• **Dataset items**:
==============================

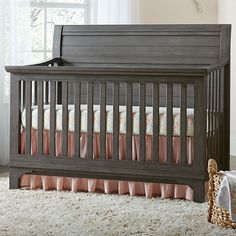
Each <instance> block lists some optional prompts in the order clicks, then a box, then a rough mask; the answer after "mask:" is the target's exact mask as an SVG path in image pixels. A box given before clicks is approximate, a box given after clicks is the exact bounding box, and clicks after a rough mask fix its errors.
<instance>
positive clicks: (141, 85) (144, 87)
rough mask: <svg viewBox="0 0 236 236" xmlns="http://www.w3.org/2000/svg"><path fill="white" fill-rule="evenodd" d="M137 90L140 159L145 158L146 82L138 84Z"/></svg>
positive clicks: (145, 131) (142, 158)
mask: <svg viewBox="0 0 236 236" xmlns="http://www.w3.org/2000/svg"><path fill="white" fill-rule="evenodd" d="M139 89H140V92H139V155H140V161H145V159H146V142H145V136H146V84H144V83H141V84H140V88H139Z"/></svg>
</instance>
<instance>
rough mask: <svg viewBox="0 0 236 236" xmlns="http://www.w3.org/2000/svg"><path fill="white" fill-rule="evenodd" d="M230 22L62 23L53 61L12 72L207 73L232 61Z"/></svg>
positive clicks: (184, 74) (56, 35)
mask: <svg viewBox="0 0 236 236" xmlns="http://www.w3.org/2000/svg"><path fill="white" fill-rule="evenodd" d="M230 32H231V26H230V25H222V24H211V25H198V24H194V25H191V24H189V25H56V26H55V30H54V37H53V53H52V54H53V55H52V56H53V59H52V60H49V61H46V62H43V63H39V64H36V65H32V66H24V67H20V66H7V67H6V70H7V71H8V72H12V73H53V74H57V73H60V74H61V73H62V74H99V73H102V74H155V75H156V74H179V75H185V74H187V75H188V74H190V75H205V74H207V73H208V72H209V71H212V70H215V69H218V68H219V67H220V66H222V65H225V64H229V60H230Z"/></svg>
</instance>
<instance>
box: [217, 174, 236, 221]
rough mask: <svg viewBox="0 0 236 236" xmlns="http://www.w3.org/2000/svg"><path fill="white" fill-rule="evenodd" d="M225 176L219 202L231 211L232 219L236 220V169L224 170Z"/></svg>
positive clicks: (219, 202)
mask: <svg viewBox="0 0 236 236" xmlns="http://www.w3.org/2000/svg"><path fill="white" fill-rule="evenodd" d="M221 173H222V174H223V175H224V177H223V180H222V181H221V184H220V188H219V191H218V194H217V204H218V206H219V207H220V208H225V209H226V210H228V211H229V213H230V216H231V219H232V221H234V222H236V171H222V172H221Z"/></svg>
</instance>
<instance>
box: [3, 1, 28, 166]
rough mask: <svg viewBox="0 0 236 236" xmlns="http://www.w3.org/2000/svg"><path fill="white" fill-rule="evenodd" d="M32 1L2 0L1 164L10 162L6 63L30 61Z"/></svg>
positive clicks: (7, 85)
mask: <svg viewBox="0 0 236 236" xmlns="http://www.w3.org/2000/svg"><path fill="white" fill-rule="evenodd" d="M30 55H31V40H30V1H29V0H1V1H0V77H1V78H0V165H7V164H8V161H9V131H10V128H9V122H10V116H9V108H10V107H9V95H10V88H9V75H8V74H7V73H6V72H5V69H4V66H5V65H19V64H28V63H30V61H31V56H30Z"/></svg>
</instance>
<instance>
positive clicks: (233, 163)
mask: <svg viewBox="0 0 236 236" xmlns="http://www.w3.org/2000/svg"><path fill="white" fill-rule="evenodd" d="M230 169H231V170H236V157H233V156H231V157H230ZM7 176H9V172H8V167H3V166H2V167H1V166H0V177H7Z"/></svg>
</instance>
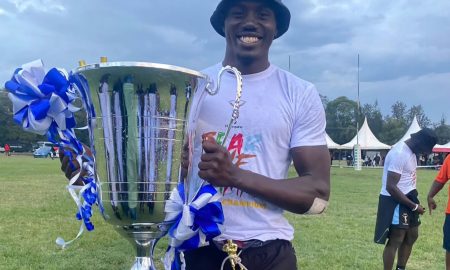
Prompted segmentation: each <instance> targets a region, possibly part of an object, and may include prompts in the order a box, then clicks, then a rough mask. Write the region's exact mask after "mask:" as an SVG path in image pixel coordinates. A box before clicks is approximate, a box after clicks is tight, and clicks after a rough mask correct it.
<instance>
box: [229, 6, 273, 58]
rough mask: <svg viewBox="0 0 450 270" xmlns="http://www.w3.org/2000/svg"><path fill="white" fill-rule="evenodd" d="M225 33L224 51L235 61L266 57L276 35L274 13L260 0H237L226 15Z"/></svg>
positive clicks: (269, 8)
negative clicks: (231, 55) (273, 39)
mask: <svg viewBox="0 0 450 270" xmlns="http://www.w3.org/2000/svg"><path fill="white" fill-rule="evenodd" d="M224 32H225V37H226V41H227V49H228V50H229V51H230V52H231V53H232V54H234V55H235V56H236V57H237V58H241V59H242V58H244V59H247V60H255V59H258V58H261V57H265V58H267V57H268V54H269V48H270V45H271V44H272V41H273V39H274V37H275V35H276V33H277V25H276V20H275V13H274V12H273V10H272V9H271V8H270V7H269V6H267V4H265V3H261V2H260V1H254V0H244V1H239V2H238V3H237V4H236V5H234V6H233V7H231V8H230V9H229V11H228V13H227V16H226V18H225V23H224Z"/></svg>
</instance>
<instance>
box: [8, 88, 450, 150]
mask: <svg viewBox="0 0 450 270" xmlns="http://www.w3.org/2000/svg"><path fill="white" fill-rule="evenodd" d="M321 98H322V103H323V105H324V108H325V113H326V118H327V127H326V131H327V134H328V135H329V136H330V137H331V139H333V141H335V142H336V143H338V144H344V143H347V142H349V141H350V140H351V139H352V138H353V137H354V136H355V135H356V128H357V123H358V126H359V127H361V126H362V124H363V122H364V118H365V117H367V121H368V124H369V127H370V129H371V130H372V132H373V133H374V135H375V136H376V137H377V138H378V139H379V140H380V141H381V142H383V143H385V144H389V145H392V144H394V143H396V142H397V141H398V140H399V139H400V138H401V137H402V136H403V135H404V134H405V132H406V131H407V129H408V128H409V126H410V124H411V122H412V119H413V118H414V116H416V117H417V121H418V123H419V125H420V126H421V127H422V128H424V127H428V128H432V129H434V130H435V131H436V134H437V135H438V137H439V141H438V143H439V144H445V143H447V142H449V141H450V125H448V124H447V123H446V119H445V117H442V119H441V120H440V121H439V122H438V123H432V122H431V121H430V119H429V118H428V117H427V116H426V114H425V112H424V110H423V108H422V106H421V105H414V106H412V107H410V108H408V106H407V105H406V104H405V103H403V102H402V101H397V102H395V103H394V104H393V105H392V106H391V112H390V114H388V115H384V116H383V115H382V113H381V111H380V108H379V106H378V102H377V101H375V102H374V103H373V104H364V105H362V106H358V103H357V102H356V101H354V100H350V99H348V98H347V97H343V96H342V97H338V98H336V99H334V100H331V101H330V100H328V98H327V97H326V96H321ZM83 117H84V115H82V114H79V115H76V119H77V122H78V123H83V122H85V120H84V119H83ZM87 136H88V135H87V133H80V134H77V137H78V138H79V139H80V140H81V141H82V142H85V143H86V142H87ZM43 140H44V141H45V140H47V139H46V137H45V136H42V135H37V134H32V133H29V132H24V131H23V130H22V128H21V127H20V126H19V125H17V124H16V123H14V121H13V112H12V104H11V102H10V100H9V99H8V97H7V92H6V91H5V90H2V89H0V146H3V145H4V144H5V143H8V144H10V145H20V146H22V147H23V149H25V150H31V148H32V145H33V144H35V143H36V142H37V141H43Z"/></svg>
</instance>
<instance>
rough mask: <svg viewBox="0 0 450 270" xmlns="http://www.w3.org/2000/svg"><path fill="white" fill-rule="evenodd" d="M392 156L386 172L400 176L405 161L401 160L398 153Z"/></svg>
mask: <svg viewBox="0 0 450 270" xmlns="http://www.w3.org/2000/svg"><path fill="white" fill-rule="evenodd" d="M392 155H393V156H392V157H390V160H391V162H390V163H389V165H388V168H387V170H388V171H390V172H395V173H398V174H402V172H403V167H404V166H405V162H406V159H405V158H401V157H400V154H399V153H398V152H393V153H392Z"/></svg>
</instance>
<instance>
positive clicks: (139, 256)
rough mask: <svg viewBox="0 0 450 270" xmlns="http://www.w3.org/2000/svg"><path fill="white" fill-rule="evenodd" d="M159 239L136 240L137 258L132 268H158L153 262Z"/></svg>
mask: <svg viewBox="0 0 450 270" xmlns="http://www.w3.org/2000/svg"><path fill="white" fill-rule="evenodd" d="M156 240H157V239H150V240H146V241H139V240H135V243H136V258H135V260H134V264H133V267H131V270H156V268H155V264H154V263H153V249H154V246H155V243H156Z"/></svg>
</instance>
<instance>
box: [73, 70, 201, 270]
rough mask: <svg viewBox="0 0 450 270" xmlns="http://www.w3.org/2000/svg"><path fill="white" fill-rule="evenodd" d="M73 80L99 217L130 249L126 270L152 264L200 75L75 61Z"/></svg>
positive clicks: (174, 176)
mask: <svg viewBox="0 0 450 270" xmlns="http://www.w3.org/2000/svg"><path fill="white" fill-rule="evenodd" d="M73 80H74V81H75V83H76V84H77V85H78V87H79V88H81V89H80V91H81V93H82V94H83V95H85V99H86V100H87V101H85V102H86V103H87V119H88V127H89V138H90V147H91V150H92V152H93V153H94V156H95V162H94V171H95V174H96V177H97V181H99V182H100V183H101V184H100V187H101V192H100V196H101V202H102V204H103V207H104V211H103V216H104V218H105V220H106V221H107V222H108V223H109V224H111V225H112V226H113V227H114V228H115V229H116V230H117V231H118V232H119V233H120V234H121V235H122V236H124V237H125V238H126V239H128V240H129V241H130V242H131V243H132V244H133V245H134V246H135V247H136V260H135V263H134V265H133V268H132V269H155V266H154V263H153V259H152V256H153V249H154V245H155V242H156V241H157V240H158V239H160V238H161V237H163V236H164V235H165V234H166V233H167V231H168V230H169V228H170V226H171V223H169V222H165V221H164V218H165V212H164V207H165V203H166V200H167V199H168V198H169V195H170V193H171V191H172V189H173V188H174V187H175V186H176V185H177V184H178V183H179V181H180V163H181V151H182V149H183V144H184V142H183V140H184V138H185V133H186V132H185V130H186V123H187V117H188V116H189V112H190V107H191V106H190V105H191V104H192V102H191V99H192V97H193V96H194V93H195V92H196V91H197V89H198V88H200V87H205V85H206V81H207V78H206V76H205V75H203V74H201V73H199V72H197V71H193V70H189V69H186V68H181V67H176V66H171V65H164V64H155V63H144V62H104V63H99V64H92V65H84V66H80V67H79V68H77V69H76V70H74V71H73ZM85 105H86V104H85Z"/></svg>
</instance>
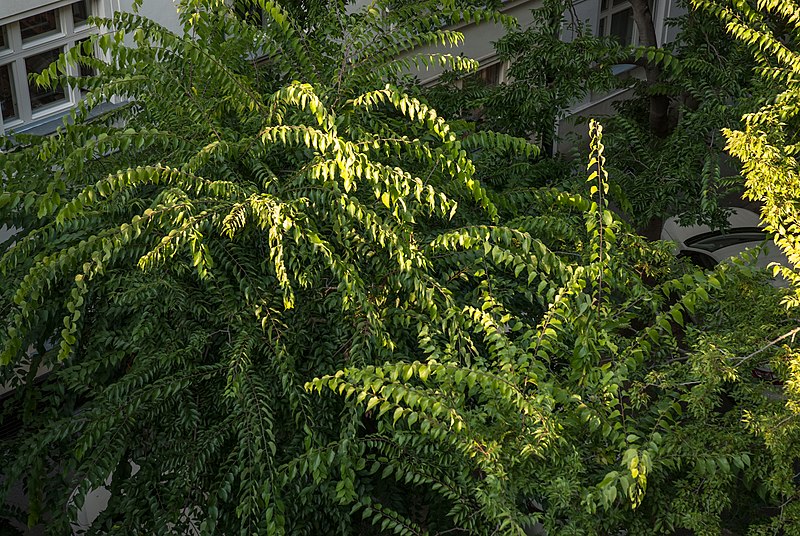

==============================

Convert the stretch from the start of the items through the line containing "positive clicks: (145, 131) (142, 158)" into a JSON list of strings, one string per line and with blank lines omitted. Leave the pictures out of the answer.

[
  "Each <instance> block lists some optional prompts in the order clicks, then a box, then a rough mask; the answer after \"mask:\" is the target's exact mask as an SVG path in image pixels. A box given before clicks is approximate, a box given after clicks is the exact bounding box, and clicks after a rough mask fix its errors.",
  "<instance>",
  "positive clicks: (141, 85) (144, 87)",
  "rough mask: <svg viewBox=\"0 0 236 236\" xmlns=\"http://www.w3.org/2000/svg\"><path fill=\"white\" fill-rule=\"evenodd\" d=\"M137 90L140 159L145 158L146 82L138 84Z\"/></svg>",
  "positive clicks: (145, 131) (142, 158)"
]